# Work order:
Using the line that contains "Note: spot the belt" as the start, restate each line word for word through the final line of the material below, and return only those.
Top of Available records
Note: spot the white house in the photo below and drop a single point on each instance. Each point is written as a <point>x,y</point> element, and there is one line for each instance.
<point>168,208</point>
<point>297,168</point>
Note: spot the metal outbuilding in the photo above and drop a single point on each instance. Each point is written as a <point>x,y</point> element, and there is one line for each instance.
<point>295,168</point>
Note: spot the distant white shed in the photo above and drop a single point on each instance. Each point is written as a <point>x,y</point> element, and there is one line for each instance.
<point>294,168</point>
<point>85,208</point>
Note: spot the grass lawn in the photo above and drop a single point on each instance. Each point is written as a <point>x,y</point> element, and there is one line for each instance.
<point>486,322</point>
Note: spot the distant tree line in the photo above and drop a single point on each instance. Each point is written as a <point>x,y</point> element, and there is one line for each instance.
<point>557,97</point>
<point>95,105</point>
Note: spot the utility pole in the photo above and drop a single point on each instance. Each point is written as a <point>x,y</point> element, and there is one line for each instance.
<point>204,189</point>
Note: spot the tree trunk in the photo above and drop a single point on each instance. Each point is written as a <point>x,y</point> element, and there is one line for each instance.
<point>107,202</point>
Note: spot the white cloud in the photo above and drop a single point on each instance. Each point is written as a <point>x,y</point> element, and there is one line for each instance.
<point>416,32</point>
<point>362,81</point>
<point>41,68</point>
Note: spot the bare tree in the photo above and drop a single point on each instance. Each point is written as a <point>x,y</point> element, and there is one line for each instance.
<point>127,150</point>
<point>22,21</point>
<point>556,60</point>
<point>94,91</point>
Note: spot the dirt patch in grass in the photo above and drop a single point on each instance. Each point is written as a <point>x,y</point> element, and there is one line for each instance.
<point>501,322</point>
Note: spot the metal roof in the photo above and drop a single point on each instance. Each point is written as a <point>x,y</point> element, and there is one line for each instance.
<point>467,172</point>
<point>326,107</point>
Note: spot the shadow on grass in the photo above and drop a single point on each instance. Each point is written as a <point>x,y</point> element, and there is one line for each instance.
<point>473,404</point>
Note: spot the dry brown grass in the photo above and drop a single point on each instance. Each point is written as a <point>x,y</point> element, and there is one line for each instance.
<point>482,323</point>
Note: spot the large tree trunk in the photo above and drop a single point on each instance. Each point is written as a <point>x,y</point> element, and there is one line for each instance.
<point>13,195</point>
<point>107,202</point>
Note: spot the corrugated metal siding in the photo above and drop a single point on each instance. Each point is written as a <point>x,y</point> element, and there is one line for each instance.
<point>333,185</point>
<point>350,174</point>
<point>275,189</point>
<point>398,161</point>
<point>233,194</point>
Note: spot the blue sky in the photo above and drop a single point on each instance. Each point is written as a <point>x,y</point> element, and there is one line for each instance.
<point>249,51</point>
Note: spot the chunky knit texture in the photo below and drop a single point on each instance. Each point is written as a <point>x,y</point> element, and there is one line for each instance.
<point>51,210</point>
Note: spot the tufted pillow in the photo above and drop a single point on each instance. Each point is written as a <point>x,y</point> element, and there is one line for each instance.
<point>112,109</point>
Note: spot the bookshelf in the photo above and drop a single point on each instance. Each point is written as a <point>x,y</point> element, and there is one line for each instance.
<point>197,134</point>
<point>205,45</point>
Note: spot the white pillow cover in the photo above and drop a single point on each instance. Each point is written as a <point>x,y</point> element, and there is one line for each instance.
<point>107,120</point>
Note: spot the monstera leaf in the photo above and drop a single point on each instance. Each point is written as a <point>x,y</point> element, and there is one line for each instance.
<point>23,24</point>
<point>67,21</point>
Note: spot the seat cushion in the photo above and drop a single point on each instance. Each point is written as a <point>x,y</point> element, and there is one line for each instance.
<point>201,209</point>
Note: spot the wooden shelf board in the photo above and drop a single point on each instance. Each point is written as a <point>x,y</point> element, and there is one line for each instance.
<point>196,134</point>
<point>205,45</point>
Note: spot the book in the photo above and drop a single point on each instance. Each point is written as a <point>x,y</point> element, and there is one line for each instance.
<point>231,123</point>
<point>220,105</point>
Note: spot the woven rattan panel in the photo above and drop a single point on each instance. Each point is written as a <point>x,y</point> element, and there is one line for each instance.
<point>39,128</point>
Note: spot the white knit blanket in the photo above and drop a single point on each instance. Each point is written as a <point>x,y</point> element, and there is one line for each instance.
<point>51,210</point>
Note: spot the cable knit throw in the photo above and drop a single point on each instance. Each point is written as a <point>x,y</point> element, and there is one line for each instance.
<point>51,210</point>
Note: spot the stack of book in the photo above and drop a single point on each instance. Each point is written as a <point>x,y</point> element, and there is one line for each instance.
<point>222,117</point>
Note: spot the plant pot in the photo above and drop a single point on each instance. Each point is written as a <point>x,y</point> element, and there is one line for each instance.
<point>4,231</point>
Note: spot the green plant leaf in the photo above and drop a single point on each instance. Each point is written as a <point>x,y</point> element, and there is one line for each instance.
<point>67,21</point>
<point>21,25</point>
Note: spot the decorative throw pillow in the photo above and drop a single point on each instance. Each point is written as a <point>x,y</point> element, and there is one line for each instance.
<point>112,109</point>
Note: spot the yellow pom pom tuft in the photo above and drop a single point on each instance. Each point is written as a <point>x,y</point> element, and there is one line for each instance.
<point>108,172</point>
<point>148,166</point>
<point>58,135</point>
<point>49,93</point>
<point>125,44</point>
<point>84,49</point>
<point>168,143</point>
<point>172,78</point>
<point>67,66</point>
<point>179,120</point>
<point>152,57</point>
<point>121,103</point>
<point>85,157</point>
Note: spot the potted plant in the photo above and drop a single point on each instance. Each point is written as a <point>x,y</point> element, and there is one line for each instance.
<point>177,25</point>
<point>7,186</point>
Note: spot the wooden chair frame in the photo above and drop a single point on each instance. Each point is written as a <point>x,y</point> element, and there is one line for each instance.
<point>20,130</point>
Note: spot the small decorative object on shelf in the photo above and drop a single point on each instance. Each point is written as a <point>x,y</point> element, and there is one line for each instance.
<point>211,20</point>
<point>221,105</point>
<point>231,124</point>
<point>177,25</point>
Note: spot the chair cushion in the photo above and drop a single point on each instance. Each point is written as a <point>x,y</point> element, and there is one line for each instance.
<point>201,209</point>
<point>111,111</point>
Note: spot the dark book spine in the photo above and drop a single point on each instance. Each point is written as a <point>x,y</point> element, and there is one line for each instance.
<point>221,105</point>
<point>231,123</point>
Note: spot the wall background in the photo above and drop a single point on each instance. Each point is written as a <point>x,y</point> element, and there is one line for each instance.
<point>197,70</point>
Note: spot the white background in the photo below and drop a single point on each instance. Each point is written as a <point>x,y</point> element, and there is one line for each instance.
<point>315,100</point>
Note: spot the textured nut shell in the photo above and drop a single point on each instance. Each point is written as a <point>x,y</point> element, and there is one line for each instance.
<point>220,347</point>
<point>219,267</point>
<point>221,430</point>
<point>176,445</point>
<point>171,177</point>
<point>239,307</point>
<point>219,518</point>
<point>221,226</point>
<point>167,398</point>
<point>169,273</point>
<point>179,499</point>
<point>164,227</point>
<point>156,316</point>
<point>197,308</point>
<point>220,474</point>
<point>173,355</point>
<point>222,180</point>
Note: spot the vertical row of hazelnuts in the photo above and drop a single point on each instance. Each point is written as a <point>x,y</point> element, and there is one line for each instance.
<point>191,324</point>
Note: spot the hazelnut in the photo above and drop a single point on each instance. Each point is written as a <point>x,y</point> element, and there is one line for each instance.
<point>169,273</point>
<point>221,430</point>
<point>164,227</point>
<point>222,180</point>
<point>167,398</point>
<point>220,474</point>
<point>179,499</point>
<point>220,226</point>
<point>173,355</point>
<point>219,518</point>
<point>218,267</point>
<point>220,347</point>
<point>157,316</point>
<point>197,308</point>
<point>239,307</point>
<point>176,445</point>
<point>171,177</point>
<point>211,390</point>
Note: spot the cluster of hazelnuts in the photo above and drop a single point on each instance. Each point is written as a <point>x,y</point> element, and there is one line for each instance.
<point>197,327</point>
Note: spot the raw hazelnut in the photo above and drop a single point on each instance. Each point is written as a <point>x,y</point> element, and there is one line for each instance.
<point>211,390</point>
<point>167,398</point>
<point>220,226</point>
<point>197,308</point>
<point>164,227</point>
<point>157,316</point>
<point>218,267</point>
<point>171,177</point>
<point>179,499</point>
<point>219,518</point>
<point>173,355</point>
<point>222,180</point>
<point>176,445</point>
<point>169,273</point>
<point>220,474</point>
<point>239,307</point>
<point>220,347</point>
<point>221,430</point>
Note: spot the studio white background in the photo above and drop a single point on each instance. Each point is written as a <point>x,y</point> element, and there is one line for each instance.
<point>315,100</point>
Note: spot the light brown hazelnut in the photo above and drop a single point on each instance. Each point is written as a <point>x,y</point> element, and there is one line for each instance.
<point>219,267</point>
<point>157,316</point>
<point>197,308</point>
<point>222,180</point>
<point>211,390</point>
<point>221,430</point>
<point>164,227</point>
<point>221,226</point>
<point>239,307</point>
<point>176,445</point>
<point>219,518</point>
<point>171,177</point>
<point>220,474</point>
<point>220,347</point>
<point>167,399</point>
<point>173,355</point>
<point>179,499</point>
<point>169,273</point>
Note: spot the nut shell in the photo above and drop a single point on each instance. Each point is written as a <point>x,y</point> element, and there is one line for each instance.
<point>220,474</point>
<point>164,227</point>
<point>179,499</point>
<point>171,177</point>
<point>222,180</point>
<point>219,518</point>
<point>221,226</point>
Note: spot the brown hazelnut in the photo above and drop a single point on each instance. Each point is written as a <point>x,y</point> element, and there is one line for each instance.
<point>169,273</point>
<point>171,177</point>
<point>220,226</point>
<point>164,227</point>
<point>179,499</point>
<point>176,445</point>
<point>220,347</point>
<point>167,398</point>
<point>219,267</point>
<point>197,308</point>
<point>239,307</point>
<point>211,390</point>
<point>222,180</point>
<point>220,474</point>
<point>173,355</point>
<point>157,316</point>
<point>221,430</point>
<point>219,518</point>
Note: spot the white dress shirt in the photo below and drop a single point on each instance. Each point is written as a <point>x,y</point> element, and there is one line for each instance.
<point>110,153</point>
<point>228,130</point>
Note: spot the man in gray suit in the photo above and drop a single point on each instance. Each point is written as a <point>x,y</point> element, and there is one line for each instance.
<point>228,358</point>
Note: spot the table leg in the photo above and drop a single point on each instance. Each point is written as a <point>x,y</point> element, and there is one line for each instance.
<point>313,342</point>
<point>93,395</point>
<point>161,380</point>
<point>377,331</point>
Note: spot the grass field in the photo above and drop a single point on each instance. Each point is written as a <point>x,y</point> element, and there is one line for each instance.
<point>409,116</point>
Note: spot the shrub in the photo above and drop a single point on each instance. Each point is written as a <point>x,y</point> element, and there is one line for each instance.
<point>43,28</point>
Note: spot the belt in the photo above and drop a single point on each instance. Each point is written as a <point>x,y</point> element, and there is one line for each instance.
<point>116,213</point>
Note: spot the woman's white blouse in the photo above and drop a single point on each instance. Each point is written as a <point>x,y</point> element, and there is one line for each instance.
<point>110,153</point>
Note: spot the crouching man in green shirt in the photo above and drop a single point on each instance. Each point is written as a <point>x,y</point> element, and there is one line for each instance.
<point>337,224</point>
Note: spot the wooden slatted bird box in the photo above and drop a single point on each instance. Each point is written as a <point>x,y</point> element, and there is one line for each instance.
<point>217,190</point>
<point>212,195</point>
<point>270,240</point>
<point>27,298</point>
Bottom of Available records
# Result of the task:
Note: spot the belt in the photo above and drop a single point on each instance. Each point is written as a <point>x,y</point> element, and there is one line for each instance.
<point>116,213</point>
Note: spot the woman's white blouse in the photo above and drop a single point on each instance. Each point is written as a <point>x,y</point> element, and there is one line for each instance.
<point>110,153</point>
Note: spot the crouching man in green shirt in the photo above and drop a single point on each instance. Each point is written as a <point>x,y</point> element, and there is one line for each instance.
<point>337,224</point>
Note: spot the wooden slatted bird box in the photo above and drop a single point on each instance. Each point is written as a <point>x,y</point> element, and there is one line for each instance.
<point>217,190</point>
<point>212,195</point>
<point>270,240</point>
<point>27,298</point>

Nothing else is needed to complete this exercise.